Start of Text for analysis

Monday 16 April 2012

Who will take responsibility for rolling out 'telecare'?

Who will take responsibility for rolling out 'telecare'?:
Despite the government's enthusiasm for telecare, many GPs will be too busy trying to commission to learn how to do it
Last week, I expressed my disappointment with the King's Fund's International Telehealth and Telecare Conference. I am so upset that I am returning to the subject again.
For starters, I was amazed that there were only three GPs present. I found this strange, as telecare is likely to change the way GPs treat patients for ever. Or do GPs consider telehealth as just another irritating technology, like electronic patient records and email, which will go away if you ignore them long enough?
One speaker involved in the project said that GPs were divided between those who were interested, those who were not sure and those who didn't want to know. One GP claimed that telecare increased patient anxiety and workload for GPs.
On the other hand, community matrons and nurses already involved in telecare monitoring were generally very positive. They found that telecare made it easier to manage their own time. They even claimed that telecare would reduce the GPs' workload! This figures in my experience; nurses tend to welcome new ways of treating patients, but doctors hang back, particularly if what is proposed will radically change their way of life.
One of the GPs who did turn up asked the minister, Paul Burstow, a very intelligent question: "We GPs are up to our eyes in learning how to commission. How are going to find time to get our heads round telehealth?"
The minister had been emphasizing that 3millionlives was not a top-down initiative, like Tony Blair's nasty centralised National Programme for IT. It is going to be rolled out by lovely localised commissioning consortia. Paul Burstow had no answer for that GP, who was going to be too busy for telecare.

End of Text for analysis

What you will do
#1 According to the telecare article, how many GPs attended the King's Fund's International Telehealth and Telecare Conference?
#2 Please write a continuation of the telecare article, picking up after its final sentence.
The listing is not needed for anything here.

Start of Given data

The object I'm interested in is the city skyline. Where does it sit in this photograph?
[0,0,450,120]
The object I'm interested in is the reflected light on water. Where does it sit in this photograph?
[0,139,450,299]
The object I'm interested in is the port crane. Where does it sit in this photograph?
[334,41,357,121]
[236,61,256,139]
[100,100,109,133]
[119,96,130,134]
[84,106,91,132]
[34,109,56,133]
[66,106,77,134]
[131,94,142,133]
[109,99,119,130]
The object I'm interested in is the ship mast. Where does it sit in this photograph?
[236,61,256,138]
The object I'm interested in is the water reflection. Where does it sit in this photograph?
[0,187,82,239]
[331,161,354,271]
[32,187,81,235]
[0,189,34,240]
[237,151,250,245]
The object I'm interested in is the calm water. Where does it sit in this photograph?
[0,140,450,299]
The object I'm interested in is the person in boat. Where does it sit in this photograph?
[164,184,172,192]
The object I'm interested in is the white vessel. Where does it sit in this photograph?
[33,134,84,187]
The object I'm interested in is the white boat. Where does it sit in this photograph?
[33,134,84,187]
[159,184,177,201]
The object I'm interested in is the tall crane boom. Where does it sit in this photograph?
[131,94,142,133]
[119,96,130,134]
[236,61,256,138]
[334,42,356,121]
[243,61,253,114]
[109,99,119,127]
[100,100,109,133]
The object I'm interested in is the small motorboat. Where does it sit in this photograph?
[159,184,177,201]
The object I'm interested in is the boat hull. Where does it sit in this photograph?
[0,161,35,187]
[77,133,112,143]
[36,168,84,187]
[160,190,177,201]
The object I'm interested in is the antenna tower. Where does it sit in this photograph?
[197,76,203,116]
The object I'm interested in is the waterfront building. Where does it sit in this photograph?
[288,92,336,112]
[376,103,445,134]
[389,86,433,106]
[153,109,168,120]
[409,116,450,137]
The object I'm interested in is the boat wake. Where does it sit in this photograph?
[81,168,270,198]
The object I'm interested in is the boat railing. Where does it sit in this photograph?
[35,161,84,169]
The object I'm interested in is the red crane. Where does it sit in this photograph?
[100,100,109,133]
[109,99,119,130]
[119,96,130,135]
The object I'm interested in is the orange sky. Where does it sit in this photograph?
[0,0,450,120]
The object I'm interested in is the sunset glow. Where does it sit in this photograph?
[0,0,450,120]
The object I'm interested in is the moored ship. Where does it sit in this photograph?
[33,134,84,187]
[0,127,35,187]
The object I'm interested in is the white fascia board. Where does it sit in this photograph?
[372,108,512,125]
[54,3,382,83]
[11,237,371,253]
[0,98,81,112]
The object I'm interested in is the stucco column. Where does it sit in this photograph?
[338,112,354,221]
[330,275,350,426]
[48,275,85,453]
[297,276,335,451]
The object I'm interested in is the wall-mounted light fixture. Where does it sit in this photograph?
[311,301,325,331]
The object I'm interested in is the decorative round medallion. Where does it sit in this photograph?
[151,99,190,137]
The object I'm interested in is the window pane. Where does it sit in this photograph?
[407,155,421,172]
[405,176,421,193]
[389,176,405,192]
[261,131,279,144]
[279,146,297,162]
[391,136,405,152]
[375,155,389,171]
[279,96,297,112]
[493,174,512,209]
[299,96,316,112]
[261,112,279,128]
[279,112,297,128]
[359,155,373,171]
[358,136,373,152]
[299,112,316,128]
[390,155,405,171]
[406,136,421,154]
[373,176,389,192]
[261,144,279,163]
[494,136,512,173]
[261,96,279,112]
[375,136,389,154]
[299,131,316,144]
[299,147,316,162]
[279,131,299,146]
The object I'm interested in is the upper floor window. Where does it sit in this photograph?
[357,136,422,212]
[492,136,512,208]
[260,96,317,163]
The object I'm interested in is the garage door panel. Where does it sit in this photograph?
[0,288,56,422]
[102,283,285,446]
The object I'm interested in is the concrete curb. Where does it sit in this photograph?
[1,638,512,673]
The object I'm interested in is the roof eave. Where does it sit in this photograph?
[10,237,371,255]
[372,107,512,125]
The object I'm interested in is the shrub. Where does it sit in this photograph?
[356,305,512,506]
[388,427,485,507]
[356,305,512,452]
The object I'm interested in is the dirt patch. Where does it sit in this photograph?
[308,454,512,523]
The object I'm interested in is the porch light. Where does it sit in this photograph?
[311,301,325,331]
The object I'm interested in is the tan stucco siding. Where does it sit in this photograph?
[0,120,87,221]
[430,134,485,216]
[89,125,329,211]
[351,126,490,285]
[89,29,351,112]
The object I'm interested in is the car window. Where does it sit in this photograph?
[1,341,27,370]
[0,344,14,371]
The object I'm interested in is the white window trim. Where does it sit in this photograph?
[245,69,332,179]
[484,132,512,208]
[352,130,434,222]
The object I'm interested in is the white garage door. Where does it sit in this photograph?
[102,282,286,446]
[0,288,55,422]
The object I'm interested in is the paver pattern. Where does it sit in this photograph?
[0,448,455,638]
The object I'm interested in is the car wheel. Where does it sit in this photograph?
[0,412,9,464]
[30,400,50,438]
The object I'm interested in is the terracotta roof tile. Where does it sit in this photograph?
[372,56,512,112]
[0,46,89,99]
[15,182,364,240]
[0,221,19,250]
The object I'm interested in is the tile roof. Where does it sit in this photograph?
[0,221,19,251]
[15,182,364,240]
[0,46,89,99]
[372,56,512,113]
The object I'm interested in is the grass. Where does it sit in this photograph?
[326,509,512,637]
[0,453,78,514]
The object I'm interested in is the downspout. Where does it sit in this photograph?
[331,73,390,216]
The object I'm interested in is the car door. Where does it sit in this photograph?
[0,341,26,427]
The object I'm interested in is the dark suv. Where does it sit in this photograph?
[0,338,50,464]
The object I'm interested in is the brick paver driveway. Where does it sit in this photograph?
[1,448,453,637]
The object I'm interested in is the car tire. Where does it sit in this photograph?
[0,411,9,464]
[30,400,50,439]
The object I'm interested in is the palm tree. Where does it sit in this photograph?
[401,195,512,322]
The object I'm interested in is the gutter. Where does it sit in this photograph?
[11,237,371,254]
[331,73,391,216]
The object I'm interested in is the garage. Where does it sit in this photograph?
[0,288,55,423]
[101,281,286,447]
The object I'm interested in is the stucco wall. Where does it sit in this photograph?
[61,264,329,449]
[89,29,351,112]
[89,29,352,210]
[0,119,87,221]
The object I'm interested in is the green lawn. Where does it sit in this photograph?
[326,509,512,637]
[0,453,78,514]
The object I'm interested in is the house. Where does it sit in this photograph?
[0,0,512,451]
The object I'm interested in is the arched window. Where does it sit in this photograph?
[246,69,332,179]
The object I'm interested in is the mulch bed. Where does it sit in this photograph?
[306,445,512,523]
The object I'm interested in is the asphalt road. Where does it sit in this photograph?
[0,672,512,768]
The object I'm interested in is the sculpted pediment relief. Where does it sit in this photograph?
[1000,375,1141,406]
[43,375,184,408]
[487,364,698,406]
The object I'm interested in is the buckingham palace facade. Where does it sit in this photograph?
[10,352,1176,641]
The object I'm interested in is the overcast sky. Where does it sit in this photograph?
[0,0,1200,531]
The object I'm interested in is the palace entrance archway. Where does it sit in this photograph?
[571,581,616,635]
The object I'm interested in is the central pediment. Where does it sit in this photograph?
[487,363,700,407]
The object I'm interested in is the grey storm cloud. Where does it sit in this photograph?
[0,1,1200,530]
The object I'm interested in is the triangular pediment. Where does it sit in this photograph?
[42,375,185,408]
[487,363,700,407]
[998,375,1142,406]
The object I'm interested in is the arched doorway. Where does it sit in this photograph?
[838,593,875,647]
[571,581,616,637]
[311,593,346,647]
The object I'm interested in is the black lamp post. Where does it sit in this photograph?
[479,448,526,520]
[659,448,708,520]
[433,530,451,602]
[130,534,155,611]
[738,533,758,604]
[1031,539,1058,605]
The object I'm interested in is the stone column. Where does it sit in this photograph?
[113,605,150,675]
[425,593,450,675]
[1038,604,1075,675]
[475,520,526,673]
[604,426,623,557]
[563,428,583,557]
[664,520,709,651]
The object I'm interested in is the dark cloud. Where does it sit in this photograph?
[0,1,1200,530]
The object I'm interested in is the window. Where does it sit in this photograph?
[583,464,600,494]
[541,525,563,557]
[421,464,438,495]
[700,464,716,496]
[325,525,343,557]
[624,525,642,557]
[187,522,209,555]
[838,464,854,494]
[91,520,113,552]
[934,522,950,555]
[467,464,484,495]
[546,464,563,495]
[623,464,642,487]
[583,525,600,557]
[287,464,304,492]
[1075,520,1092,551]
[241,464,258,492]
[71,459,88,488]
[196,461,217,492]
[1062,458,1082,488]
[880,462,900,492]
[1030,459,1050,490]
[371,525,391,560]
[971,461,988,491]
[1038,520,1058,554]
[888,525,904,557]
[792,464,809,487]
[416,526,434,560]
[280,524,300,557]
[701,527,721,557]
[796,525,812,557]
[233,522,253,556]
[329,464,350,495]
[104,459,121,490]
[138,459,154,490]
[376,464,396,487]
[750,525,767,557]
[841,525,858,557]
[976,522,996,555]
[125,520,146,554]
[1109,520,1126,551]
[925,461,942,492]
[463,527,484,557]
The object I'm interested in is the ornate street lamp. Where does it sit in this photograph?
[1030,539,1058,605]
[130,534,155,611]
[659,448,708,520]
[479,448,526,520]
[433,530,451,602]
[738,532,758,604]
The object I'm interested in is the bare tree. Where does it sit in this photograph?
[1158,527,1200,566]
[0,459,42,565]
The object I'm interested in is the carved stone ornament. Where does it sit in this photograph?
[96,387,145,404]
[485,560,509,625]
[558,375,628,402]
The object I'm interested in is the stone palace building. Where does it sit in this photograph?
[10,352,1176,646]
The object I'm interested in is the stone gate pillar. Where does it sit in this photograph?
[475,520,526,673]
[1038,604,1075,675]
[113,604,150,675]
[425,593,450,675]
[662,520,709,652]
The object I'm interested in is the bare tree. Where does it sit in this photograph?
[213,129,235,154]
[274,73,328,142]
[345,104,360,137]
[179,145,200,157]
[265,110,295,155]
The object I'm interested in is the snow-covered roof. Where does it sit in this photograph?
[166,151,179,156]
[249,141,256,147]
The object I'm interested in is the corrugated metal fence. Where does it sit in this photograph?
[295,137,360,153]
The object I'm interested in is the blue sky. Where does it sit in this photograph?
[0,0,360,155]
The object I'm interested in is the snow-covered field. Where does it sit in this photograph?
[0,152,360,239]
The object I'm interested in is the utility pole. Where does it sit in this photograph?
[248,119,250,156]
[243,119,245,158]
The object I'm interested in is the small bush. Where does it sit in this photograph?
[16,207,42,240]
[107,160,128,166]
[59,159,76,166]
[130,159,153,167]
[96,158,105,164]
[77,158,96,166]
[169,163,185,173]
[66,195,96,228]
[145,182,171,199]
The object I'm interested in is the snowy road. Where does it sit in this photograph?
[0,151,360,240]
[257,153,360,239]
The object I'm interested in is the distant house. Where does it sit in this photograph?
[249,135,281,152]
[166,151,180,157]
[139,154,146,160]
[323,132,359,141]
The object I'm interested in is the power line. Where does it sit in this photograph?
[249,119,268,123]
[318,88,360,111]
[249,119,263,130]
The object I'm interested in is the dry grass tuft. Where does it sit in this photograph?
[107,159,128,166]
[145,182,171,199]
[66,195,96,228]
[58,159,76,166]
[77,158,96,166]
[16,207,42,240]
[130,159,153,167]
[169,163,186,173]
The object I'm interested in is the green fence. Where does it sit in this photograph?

End of Given data

Responses in order
#1 Three.

#2
All he had to offer were "how to do it" guides and awareness campaigns. The trouble is that too many clinicians do not seem to want to know. It will take more than awareness campaigns to persuade them, and then educate them, which could be a long and arduous process, with all the other demands on their time.
Burstow's sidekick in the Department of Health called for the NHS, social services and industry to work together. He asked for leaders to come forward, including financial leaders, to share the vision and drive 3millionlives forward. He is right. But I have heard these calls before, and they haven't been answered.
I can't see where the charismatic champions will come from. Instead, I have a nasty feeling that 3millionlives will come to be regarded by clinicians as just another part of the hated Lansley reforms, and will be rejected by the profession.
There was, however, one bit of good news to come out of the conference. Apparently, Cornwall was not waiting for the peer-reviewed report. It had decided to start extending telecare to 30,000 patients. They had seen the evidence with their own eyes, and have people fired up to give more patients the benefits of telecare. So, why hang about?